(YOUR OBJECTIVE) Copy out the final stretch of the listing: the line that contains "Could you kindly point to the black jacket" and all lines after it, exactly as they appear.

(DATA FOR THIS TASK)

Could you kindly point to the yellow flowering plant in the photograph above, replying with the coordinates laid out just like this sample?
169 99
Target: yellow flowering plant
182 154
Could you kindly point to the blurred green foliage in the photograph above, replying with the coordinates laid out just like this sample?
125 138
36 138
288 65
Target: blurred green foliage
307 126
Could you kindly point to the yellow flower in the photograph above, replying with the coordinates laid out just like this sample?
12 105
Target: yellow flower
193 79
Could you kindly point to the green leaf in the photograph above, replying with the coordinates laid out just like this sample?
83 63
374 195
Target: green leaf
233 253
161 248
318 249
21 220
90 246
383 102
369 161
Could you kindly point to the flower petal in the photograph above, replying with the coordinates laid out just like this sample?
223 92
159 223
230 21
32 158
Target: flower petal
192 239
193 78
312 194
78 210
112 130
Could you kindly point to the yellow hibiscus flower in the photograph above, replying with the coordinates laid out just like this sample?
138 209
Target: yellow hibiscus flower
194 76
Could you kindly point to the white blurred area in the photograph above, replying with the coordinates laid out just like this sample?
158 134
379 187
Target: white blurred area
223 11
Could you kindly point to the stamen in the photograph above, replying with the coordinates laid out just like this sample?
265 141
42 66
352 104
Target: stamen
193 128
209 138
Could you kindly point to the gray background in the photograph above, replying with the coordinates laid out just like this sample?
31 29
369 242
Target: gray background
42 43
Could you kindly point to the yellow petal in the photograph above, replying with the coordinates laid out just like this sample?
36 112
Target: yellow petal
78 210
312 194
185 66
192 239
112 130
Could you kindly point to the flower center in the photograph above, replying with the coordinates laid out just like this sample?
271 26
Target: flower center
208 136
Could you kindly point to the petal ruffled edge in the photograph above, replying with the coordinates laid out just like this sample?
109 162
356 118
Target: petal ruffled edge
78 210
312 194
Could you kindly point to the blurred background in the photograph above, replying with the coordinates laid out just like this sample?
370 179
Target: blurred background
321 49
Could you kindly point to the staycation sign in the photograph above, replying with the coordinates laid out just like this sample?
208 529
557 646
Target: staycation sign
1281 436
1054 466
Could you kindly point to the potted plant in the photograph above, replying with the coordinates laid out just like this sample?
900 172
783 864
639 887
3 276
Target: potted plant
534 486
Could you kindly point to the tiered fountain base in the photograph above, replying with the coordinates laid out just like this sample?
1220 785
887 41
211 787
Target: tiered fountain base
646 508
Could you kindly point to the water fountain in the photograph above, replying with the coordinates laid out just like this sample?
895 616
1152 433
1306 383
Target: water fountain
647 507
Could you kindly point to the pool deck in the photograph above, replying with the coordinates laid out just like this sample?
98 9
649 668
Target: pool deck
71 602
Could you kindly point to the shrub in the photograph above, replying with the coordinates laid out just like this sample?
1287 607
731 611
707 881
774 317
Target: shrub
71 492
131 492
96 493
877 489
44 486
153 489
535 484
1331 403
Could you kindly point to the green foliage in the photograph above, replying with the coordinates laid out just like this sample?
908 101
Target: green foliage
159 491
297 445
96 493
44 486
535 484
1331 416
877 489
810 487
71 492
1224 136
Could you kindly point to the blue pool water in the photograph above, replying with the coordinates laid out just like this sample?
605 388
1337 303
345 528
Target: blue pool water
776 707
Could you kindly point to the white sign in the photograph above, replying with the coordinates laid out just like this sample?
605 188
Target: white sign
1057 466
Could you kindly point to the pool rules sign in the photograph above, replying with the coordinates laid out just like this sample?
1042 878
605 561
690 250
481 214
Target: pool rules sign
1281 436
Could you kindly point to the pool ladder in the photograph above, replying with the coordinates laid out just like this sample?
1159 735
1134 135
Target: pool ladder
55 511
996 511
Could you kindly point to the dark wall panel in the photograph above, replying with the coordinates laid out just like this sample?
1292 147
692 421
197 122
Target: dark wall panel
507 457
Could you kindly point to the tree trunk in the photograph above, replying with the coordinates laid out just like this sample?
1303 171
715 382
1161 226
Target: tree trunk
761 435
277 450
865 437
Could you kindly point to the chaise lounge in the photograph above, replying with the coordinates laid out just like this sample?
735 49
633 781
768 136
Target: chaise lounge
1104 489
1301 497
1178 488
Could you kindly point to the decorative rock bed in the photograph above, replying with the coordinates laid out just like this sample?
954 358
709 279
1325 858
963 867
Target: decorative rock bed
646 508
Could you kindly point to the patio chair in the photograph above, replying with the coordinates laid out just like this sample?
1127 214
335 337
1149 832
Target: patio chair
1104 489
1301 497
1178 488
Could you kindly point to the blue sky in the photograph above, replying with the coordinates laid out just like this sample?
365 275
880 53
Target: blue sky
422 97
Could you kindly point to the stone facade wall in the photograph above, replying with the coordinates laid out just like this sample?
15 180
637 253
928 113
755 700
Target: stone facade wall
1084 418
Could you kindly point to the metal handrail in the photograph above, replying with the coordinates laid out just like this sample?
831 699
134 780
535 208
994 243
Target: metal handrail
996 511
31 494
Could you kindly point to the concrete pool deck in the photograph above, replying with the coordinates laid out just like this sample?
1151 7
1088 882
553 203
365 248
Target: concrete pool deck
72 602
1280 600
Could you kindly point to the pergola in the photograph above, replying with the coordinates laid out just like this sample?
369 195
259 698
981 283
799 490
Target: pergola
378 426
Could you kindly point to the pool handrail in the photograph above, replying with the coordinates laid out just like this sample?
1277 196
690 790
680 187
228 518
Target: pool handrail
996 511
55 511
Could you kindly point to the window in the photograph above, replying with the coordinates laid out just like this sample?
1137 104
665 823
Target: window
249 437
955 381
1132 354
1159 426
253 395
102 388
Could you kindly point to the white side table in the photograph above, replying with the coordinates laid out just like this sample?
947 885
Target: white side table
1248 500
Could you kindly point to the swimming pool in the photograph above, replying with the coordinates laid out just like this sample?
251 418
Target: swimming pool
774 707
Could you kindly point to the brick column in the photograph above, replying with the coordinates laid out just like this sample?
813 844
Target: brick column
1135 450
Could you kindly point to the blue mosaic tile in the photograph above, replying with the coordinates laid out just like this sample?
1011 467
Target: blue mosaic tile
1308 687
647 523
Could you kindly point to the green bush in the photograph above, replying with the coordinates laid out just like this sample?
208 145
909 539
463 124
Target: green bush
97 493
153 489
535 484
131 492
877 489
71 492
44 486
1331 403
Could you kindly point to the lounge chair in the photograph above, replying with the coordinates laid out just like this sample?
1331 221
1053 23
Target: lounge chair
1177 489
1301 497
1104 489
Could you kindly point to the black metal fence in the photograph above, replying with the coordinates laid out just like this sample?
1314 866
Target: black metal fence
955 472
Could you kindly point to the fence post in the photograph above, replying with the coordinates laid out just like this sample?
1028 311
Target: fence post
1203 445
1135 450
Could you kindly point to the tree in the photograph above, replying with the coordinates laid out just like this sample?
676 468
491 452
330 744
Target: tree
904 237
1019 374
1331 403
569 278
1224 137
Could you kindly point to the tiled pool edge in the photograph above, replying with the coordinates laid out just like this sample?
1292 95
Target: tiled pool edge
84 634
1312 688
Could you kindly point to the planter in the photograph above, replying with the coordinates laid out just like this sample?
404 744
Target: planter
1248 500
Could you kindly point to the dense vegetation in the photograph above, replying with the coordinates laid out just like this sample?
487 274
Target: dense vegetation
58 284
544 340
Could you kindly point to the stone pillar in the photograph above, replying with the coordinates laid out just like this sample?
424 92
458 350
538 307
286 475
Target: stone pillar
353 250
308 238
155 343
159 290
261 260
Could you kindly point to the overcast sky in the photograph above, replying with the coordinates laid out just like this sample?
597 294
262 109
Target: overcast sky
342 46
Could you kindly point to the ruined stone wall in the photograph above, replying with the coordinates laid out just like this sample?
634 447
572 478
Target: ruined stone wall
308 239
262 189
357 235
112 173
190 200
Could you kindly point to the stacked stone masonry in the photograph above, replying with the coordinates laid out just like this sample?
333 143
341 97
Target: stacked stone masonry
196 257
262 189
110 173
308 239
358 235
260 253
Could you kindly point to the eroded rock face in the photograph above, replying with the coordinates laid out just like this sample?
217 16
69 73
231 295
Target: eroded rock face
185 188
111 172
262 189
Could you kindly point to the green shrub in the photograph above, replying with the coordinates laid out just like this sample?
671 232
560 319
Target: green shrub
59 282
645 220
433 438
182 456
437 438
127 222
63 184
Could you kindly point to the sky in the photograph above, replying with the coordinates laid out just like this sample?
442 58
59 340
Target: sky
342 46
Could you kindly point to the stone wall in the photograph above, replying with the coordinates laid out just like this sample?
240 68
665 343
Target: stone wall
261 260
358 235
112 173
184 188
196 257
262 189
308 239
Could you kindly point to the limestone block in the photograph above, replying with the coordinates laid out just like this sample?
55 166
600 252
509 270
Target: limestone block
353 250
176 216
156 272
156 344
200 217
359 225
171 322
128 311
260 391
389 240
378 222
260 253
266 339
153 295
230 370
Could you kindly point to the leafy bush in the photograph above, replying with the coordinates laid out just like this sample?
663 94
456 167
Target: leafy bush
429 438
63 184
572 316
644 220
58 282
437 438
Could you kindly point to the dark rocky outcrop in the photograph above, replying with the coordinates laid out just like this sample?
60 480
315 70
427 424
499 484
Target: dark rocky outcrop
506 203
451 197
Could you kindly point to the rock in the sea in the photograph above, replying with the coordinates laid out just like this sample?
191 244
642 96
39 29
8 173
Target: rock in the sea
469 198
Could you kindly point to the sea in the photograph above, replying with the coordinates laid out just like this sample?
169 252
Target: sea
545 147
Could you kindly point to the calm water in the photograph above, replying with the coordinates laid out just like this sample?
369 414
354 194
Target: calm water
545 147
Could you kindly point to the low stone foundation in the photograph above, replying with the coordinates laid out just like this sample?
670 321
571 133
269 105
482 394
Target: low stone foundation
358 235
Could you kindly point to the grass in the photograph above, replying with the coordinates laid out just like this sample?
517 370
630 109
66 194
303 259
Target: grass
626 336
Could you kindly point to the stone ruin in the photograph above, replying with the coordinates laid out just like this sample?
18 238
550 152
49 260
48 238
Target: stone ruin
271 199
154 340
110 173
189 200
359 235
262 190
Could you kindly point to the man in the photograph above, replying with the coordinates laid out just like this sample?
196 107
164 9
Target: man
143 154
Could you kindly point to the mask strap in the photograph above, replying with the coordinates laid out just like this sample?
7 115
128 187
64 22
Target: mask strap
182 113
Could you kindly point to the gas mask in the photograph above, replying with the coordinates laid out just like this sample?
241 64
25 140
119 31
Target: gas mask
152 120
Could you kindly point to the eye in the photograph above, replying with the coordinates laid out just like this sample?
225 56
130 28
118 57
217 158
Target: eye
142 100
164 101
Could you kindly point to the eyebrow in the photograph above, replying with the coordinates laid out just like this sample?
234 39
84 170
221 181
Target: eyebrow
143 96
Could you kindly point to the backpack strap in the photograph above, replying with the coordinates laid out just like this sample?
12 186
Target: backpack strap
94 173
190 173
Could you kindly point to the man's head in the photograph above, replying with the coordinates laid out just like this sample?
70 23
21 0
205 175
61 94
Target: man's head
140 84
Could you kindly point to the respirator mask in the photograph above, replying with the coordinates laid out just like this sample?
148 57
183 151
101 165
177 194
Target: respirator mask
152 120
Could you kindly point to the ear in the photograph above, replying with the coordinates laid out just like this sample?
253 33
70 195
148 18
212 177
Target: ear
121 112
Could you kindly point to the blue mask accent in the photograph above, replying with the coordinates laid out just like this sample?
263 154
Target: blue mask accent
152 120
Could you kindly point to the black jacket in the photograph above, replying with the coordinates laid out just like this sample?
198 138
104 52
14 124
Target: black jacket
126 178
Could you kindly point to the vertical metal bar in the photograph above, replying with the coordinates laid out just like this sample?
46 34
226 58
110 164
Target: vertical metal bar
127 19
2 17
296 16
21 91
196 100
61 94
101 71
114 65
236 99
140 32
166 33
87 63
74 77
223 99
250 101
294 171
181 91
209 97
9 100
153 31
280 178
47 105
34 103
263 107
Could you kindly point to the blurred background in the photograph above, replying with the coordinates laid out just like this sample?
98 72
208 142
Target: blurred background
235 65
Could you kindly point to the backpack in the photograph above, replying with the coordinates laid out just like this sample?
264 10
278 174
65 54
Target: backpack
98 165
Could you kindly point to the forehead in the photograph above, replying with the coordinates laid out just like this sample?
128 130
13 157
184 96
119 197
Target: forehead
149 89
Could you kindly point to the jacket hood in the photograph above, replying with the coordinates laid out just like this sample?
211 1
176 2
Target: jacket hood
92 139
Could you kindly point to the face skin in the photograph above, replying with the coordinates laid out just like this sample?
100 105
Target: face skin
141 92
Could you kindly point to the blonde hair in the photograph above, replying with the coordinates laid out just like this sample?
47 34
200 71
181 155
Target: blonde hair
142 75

(OUTPUT BELOW)
Could you kindly point to the black jacket in the photograph above, replying with the coordinates laid out just like this sample?
198 138
104 52
14 124
Target: black jacket
126 178
Could you kindly point to the vertical metal bar in the photograph above, replying with the coordinates laid out just like this sample?
46 34
226 58
110 164
Target: vertical metal bar
127 19
2 17
296 16
21 91
196 100
61 94
101 71
114 65
236 99
140 32
166 33
87 63
74 77
223 99
250 101
294 171
181 91
209 97
9 100
153 31
280 178
47 105
34 103
263 107
Could you kindly point to the blurred background in the photograph above, replying with the coordinates laid out just like this sample?
98 72
208 142
Target: blurred background
235 65
Could you kindly point to the backpack in the photograph above, replying with the coordinates laid out just like this sample?
264 10
278 174
65 54
Target: backpack
98 165
Could you kindly point to the forehead in the photograph above, replying with the coordinates laid out just like this sample?
128 130
13 157
184 96
119 197
Target: forehead
149 89
Could you kindly point to the jacket hood in the photograph above, replying with the coordinates laid out just like this sample?
211 1
176 2
Target: jacket hood
92 139
Could you kindly point to the face skin in the photograph above, replying with the coordinates laid out just like this sample?
100 105
Target: face skin
141 92
Could you kindly point to the blonde hair in the photograph above, replying with the coordinates laid out just like this sample?
47 34
200 71
181 155
Target: blonde hair
142 75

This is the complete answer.